I’d seen my spouse cry a few times, including at the hospital when we lost our baby when I was 18 weeks pregnant. But in the almost four years since then, through another miscarriage, multiple surgeries and failed treatment cycles, this loss felt different. It was the first time I saw him openly mourn. He took the day off from work to just be sad with me, and he unknowingly shared his grieving process in a way I’d never witnessed before.

Recently, in an interview with The Guardian, John Legend opened up about the loss of his son Jack at 20 weeks due to a pregnancy complication. He spoke of how it strengthened his marriage with his wife, Chrissy Teigen, and revealed that his new album will have songs about his son. “When you lose a pregnancy and have to go through that grief together, it can be really difficult for a family. Hopefully creating music out of it can be healing for me and other people, too,” Legend said. It’s refreshing to see a male celebrity talking about this more openly, but it also shouldn’t be so rare. 

Men are still mostly left out of the conversation when it comes to pregnancy loss, partly because they harbor none of the physical implications but also because they don’t often share feelings in a public forum. 

When I found my husband aggressively emptying the planter — including our flower — which had already begun to wilt, I interrupted him. 

“Why are you doing that?” I asked. 

“I have to,” he said. “To make room for new things to grow.” 

He wouldn’t elaborate, but he didn’t have to. 

Now, in June, the small garden in our city window is officially back and thriving. I watched him, as always, pick the best flowers. There was a purpose behind each placement. He tended to them daily, watering when needed and removing dead things so new ones could blossom.

Pregnancy loss is particularly taxing on hopeful mothers. For me, dealing with Mother’s Day has been hard ever since my mom passed away over the holiday 11 years ago. But facing it as a hopeful mother, 41 now, and grieving loss and fertility issues has been even more agonizing. In moments of desperation, I’ve found myself searching articles online for women like me — those facing the holiday with trepidation or grief.

--------------------------------

- _Questions on the material_:
**a)** Please update the essay from "Recently, in an" through "be so rare.", with "refreshing" changed to "heartening".
**b)** Answer these questions about the essay:
(i) How many weeks pregnant was the writer at the loss that took place at the hospital?
(ii) At how many weeks did John Legend lose his son Jack?
(iii) How old is the writer now?

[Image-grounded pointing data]
--------------------------------

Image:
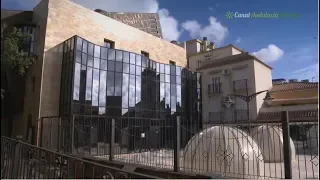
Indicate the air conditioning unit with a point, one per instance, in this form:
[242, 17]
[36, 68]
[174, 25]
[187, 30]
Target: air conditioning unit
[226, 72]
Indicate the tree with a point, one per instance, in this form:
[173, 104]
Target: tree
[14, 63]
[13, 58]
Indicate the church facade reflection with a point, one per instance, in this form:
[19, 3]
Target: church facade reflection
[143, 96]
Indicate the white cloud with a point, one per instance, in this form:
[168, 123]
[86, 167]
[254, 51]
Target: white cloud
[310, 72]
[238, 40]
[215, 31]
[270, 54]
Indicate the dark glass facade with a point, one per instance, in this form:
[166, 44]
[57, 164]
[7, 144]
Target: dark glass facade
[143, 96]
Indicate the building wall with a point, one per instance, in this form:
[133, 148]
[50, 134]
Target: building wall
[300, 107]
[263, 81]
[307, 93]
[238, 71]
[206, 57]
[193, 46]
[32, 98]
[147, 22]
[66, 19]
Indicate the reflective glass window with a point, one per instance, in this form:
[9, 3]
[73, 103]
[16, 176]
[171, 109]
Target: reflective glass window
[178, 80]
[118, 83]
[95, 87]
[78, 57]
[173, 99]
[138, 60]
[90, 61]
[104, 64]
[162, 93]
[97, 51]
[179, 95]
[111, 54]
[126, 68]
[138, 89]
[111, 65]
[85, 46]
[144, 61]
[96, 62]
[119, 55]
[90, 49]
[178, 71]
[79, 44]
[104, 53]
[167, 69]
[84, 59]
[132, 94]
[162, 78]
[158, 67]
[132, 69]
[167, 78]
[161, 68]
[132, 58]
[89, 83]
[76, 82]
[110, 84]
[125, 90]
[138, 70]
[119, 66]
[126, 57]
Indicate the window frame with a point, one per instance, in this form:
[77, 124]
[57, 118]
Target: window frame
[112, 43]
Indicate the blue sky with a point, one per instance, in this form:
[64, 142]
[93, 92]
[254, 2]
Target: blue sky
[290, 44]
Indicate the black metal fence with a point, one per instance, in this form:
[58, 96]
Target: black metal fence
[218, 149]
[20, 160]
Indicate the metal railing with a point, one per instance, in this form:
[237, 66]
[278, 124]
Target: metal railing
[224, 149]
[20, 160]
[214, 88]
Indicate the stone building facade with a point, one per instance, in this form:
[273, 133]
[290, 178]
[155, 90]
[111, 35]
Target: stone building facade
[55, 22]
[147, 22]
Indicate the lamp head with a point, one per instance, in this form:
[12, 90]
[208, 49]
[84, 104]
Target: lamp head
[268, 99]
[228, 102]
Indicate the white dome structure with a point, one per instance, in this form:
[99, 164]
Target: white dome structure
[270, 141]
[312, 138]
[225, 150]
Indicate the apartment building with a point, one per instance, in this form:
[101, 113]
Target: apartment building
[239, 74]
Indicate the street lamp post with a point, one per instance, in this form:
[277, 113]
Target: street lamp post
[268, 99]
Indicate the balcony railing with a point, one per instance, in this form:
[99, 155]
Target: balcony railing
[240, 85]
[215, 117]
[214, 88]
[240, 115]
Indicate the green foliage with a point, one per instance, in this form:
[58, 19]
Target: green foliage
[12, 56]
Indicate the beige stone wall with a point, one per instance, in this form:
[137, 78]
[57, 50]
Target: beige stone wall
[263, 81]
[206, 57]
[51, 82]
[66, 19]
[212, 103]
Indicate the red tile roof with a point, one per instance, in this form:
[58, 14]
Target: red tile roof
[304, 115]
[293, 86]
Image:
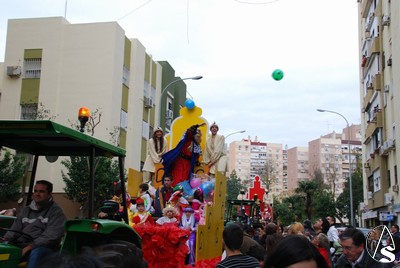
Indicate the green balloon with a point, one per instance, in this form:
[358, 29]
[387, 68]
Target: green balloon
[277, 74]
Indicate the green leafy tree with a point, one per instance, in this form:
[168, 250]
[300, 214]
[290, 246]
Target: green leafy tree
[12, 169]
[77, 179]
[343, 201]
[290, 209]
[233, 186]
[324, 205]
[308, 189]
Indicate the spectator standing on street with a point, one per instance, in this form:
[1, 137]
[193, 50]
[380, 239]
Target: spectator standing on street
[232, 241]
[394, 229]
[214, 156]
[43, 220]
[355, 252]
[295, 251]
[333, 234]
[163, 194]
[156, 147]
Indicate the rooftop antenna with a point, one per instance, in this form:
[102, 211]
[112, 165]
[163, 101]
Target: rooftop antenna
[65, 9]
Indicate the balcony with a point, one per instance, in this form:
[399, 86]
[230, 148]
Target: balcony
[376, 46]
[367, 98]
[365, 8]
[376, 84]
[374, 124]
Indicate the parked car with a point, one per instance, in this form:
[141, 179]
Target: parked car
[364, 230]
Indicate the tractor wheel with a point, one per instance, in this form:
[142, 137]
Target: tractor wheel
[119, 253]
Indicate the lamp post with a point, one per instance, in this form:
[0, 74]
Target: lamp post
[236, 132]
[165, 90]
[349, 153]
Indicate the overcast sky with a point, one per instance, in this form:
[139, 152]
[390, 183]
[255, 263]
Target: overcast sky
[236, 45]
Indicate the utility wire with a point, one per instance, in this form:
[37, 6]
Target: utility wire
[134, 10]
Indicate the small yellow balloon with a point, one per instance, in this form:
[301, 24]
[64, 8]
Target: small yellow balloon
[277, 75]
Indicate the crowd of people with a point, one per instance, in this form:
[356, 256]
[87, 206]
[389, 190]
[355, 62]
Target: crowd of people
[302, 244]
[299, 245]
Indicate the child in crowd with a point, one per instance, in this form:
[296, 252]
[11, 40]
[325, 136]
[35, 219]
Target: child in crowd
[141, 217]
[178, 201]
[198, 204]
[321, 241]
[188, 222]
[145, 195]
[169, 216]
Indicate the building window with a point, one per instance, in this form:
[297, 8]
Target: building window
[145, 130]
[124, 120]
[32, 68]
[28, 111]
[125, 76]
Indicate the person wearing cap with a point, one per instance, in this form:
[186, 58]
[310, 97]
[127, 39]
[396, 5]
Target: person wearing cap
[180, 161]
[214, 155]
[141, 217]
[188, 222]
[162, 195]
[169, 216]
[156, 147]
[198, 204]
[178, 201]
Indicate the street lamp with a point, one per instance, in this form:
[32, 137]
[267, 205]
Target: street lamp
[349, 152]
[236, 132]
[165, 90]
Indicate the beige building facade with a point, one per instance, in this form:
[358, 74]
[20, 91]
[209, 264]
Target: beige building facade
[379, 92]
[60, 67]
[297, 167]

--------------------------------

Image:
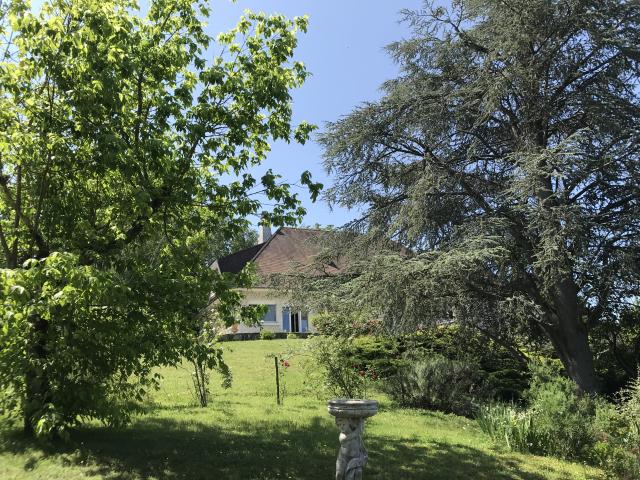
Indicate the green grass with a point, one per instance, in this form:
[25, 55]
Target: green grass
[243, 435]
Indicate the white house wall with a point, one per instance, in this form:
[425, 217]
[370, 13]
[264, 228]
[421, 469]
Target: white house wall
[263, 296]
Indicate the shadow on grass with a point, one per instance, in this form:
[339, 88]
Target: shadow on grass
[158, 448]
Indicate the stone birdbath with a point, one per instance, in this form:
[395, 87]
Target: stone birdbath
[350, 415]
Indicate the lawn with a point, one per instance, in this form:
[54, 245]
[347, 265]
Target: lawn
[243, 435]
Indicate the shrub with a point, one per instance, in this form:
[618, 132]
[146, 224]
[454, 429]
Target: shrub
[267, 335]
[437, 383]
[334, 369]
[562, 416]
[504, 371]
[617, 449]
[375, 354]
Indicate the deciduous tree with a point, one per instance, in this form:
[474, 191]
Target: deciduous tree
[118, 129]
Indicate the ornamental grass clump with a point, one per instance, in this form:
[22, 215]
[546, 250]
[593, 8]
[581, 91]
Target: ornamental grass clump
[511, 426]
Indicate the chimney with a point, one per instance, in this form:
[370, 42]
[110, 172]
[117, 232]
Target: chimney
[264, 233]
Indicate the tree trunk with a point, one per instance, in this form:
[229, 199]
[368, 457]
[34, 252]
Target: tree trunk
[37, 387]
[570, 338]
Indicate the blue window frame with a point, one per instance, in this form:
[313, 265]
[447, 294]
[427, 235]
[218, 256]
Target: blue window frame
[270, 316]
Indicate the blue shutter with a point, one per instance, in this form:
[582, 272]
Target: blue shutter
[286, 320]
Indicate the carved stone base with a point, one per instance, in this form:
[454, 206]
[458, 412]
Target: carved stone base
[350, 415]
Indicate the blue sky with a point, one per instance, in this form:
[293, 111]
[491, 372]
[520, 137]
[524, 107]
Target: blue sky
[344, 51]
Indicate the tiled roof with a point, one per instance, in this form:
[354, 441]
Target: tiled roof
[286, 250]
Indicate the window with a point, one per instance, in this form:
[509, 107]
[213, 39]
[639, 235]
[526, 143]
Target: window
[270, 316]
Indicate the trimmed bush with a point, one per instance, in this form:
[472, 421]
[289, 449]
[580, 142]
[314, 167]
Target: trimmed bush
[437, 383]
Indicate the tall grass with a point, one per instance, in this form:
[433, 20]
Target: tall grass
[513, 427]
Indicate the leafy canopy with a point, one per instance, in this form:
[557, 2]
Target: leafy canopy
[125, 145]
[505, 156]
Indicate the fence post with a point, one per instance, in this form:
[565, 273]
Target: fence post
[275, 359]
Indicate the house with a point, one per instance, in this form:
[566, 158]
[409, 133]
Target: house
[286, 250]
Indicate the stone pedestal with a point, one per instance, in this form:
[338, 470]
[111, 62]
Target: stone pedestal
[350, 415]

--------------------------------

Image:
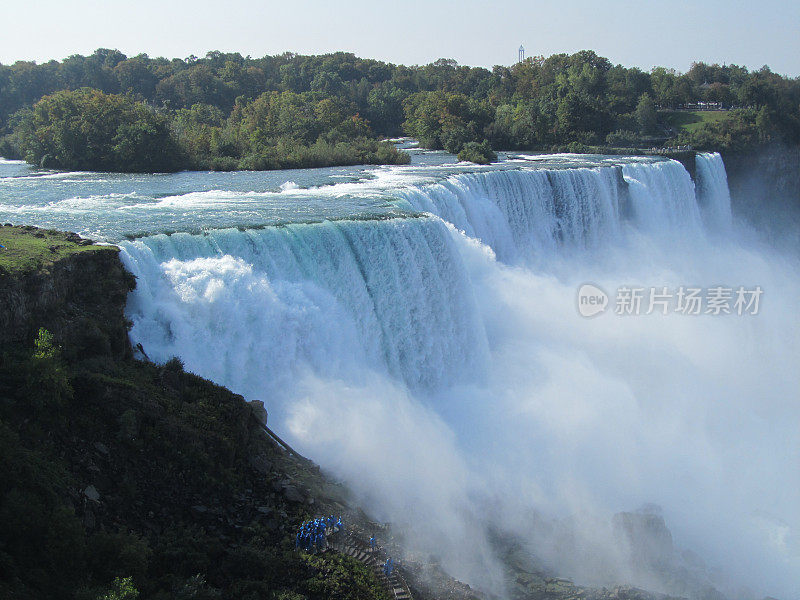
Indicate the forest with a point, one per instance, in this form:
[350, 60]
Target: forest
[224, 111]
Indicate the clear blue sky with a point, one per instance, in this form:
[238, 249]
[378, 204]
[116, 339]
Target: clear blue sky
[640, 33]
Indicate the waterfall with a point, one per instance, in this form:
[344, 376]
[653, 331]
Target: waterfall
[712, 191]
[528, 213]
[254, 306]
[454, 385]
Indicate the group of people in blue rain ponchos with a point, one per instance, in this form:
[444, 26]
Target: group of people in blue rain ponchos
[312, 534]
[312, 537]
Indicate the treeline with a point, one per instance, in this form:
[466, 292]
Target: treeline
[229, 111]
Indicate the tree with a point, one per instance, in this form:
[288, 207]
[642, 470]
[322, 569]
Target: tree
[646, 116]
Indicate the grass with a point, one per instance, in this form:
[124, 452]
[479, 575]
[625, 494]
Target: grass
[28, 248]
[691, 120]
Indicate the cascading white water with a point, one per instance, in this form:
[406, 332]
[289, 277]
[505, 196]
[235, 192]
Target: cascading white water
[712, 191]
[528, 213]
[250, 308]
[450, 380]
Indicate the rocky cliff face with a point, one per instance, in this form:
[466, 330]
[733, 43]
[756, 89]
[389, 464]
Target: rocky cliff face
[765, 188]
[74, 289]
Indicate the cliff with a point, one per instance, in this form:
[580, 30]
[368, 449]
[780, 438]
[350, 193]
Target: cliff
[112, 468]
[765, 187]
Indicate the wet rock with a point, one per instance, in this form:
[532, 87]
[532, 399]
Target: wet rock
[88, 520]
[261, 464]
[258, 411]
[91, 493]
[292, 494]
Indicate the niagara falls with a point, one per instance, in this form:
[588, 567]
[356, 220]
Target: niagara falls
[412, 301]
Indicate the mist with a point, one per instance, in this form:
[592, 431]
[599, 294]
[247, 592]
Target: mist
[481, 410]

--------------------------------

- _Task solutions_:
**a)**
Recently, in an interview with The Guardian, John Legend opened up about the loss of his son Jack at 20 weeks due to a pregnancy complication. He spoke of how it strengthened his marriage with his wife, Chrissy Teigen, and revealed that his new album will have songs about his son. “When you lose a pregnancy and have to go through that grief together, it can be really difficult for a family. Hopefully creating music out of it can be healing for me and other people, too,” Legend said. It’s heartening to see a male celebrity talking about this more openly, but it also shouldn’t be so rare.

**b)**
(i) 18 weeks
(ii) 20 weeks
(iii) 41